- Issue: Nicholas II of Saint Omer; Otho of Saint Omer; John of Saint Omer;

= Bela of Saint-Omer =

Bela of Saint Omer was a French knight, descended from a Fauquembergues family who were castellans of the eponymous castle of Saint-Omer.

His father, Nicholas I of Saint Omer, received lands in Boeotia in the aftermath of the Fourth Crusade. He later married Margaret of Hungary, the widow of Boniface of Montferrat, Lord of Thessalonica (died 1207). It is unclear when the marriage took place: some accounts mention that Nicholas died already in 1212 (probably by a misreading of the genealogical table published by Karl Hopf in Chroniques gréco-romanes inédites ou peu connues) but F. Van Tricht dates the marriage to after 1217 and J. Longnon "not before 1223".
++++
■ GIVEN PROBLEM ■
Carry on the article about Bela of Saint-Omer, picking up after its final sentence. The items that come next are from a different source.
++++
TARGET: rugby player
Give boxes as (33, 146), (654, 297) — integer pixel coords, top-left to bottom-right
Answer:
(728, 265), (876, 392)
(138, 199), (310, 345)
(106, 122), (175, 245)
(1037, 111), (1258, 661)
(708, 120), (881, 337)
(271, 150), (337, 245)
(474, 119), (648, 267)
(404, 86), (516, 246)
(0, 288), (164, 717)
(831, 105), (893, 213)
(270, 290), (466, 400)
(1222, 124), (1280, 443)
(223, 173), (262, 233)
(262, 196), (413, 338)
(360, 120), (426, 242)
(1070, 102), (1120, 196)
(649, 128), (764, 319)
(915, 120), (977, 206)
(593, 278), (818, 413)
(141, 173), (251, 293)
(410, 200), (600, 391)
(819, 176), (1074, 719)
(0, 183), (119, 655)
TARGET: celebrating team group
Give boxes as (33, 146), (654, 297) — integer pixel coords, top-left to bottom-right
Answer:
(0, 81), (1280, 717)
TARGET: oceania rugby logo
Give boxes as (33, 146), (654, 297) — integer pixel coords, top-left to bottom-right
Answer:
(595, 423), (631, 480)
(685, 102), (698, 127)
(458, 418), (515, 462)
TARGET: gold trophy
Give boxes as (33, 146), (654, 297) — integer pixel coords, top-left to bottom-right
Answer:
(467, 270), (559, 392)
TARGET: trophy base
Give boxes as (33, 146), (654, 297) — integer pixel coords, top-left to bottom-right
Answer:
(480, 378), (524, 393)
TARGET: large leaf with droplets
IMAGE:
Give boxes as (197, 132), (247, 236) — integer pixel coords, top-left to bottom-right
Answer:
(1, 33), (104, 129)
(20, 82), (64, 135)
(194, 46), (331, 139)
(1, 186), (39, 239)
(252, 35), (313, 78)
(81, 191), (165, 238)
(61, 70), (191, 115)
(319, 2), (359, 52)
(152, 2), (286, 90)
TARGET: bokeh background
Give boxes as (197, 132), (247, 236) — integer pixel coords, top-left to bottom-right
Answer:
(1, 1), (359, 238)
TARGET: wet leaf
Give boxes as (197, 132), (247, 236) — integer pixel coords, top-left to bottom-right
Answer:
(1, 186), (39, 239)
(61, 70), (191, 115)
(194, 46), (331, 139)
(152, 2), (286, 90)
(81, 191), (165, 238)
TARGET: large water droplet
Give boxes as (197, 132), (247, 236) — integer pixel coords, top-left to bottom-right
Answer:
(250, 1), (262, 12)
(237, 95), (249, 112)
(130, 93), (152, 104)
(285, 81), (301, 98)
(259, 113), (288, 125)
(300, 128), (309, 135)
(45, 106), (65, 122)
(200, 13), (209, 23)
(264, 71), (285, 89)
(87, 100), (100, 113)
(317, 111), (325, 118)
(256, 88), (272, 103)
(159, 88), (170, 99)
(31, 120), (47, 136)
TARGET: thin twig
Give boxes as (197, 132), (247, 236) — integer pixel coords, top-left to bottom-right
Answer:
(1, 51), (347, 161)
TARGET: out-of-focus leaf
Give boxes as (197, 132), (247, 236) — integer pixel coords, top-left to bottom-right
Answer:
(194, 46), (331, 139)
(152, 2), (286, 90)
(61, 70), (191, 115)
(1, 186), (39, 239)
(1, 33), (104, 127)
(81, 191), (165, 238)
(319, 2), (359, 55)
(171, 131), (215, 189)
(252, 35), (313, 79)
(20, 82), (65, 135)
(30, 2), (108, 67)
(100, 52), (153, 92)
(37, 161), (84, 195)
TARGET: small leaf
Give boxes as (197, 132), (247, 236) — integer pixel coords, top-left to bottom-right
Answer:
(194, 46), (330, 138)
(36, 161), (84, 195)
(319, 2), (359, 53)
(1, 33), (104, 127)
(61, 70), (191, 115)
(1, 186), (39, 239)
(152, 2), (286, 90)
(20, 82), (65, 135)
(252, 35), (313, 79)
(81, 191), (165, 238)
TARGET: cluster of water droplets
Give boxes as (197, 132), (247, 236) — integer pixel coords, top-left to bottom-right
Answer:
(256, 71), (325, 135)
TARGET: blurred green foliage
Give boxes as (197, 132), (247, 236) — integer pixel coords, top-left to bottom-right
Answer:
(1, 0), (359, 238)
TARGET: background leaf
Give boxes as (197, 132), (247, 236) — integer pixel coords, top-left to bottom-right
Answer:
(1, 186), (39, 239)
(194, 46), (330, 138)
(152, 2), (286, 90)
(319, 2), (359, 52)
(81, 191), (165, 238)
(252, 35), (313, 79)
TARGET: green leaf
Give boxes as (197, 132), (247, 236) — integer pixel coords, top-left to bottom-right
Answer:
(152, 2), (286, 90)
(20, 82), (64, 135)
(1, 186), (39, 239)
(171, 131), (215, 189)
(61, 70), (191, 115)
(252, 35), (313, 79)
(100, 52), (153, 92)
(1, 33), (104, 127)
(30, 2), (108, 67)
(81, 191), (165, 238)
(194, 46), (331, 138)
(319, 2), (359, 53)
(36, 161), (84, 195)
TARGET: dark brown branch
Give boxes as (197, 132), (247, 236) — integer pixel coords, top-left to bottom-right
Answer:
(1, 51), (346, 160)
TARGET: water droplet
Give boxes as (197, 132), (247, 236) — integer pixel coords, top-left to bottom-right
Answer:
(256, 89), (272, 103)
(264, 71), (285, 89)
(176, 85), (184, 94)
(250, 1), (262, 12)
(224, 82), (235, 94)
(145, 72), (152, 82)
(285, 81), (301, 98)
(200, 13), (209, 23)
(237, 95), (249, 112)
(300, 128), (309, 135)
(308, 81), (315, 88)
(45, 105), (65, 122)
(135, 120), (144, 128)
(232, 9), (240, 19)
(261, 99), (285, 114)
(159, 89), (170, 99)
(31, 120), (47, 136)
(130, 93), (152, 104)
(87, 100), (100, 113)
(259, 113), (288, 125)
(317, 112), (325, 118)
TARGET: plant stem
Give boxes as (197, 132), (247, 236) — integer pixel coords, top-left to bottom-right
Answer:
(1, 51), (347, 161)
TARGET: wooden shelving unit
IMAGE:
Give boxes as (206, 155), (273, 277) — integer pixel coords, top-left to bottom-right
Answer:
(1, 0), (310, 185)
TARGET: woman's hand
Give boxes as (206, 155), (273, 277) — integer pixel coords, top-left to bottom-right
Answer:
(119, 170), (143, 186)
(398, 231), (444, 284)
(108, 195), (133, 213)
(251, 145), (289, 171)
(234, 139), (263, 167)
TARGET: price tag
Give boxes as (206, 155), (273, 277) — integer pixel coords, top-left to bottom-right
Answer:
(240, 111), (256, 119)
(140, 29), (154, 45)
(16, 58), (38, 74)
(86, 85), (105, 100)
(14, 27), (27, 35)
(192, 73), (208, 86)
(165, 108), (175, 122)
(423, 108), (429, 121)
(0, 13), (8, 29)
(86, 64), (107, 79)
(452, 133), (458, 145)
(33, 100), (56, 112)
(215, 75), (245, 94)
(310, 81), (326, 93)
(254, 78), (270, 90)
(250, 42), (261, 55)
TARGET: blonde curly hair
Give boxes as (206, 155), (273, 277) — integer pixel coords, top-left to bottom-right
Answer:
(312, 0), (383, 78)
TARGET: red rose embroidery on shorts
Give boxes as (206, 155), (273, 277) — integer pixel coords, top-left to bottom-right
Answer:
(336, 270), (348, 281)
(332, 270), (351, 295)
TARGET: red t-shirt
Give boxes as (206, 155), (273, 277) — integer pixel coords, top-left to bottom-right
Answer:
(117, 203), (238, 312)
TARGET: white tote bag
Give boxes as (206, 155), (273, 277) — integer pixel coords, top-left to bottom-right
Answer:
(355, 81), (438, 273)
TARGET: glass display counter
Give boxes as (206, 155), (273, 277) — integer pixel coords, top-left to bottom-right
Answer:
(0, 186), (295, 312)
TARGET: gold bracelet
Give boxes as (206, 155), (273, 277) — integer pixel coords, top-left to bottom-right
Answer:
++++
■ EXERCISE RESPONSE ■
Bela, who was named after his maternal grandfather, Béla III of Hungary, was the eldest son of the couple, and was followed by his brother William. In 1240, Bela married the sister of the Lord of Athens and Thebes, Guy I de la Roche. As part of her dowry, he received one half of Thebes as his domain. They had three sons, Nicholas II of Saint Omer (d. 1294), who succeeded in Thebes, Otho of Saint Omer (d. before 1299), and John of Saint Omer (d. 1311), who became Marshal of the Principality of Achaea.

==Sources==
- Perra, Foteini (2011)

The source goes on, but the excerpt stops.